▶ **MATERIAL SUPPLIED**:

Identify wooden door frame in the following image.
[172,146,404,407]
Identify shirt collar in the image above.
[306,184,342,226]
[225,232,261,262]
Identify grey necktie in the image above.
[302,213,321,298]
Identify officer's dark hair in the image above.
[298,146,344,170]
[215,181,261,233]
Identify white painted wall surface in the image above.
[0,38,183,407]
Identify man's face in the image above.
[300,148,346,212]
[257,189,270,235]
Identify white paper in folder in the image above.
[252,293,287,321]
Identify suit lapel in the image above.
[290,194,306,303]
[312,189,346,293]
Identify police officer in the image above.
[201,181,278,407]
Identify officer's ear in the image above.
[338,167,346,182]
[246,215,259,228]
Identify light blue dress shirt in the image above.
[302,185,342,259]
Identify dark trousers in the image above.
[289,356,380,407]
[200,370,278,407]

▶ **EXERCISE PROMPT**:
Please count the lines in the entries above that contain the word "officer", with case counting, and reply with only that number.

▶ **SOLVED PROBLEM**:
3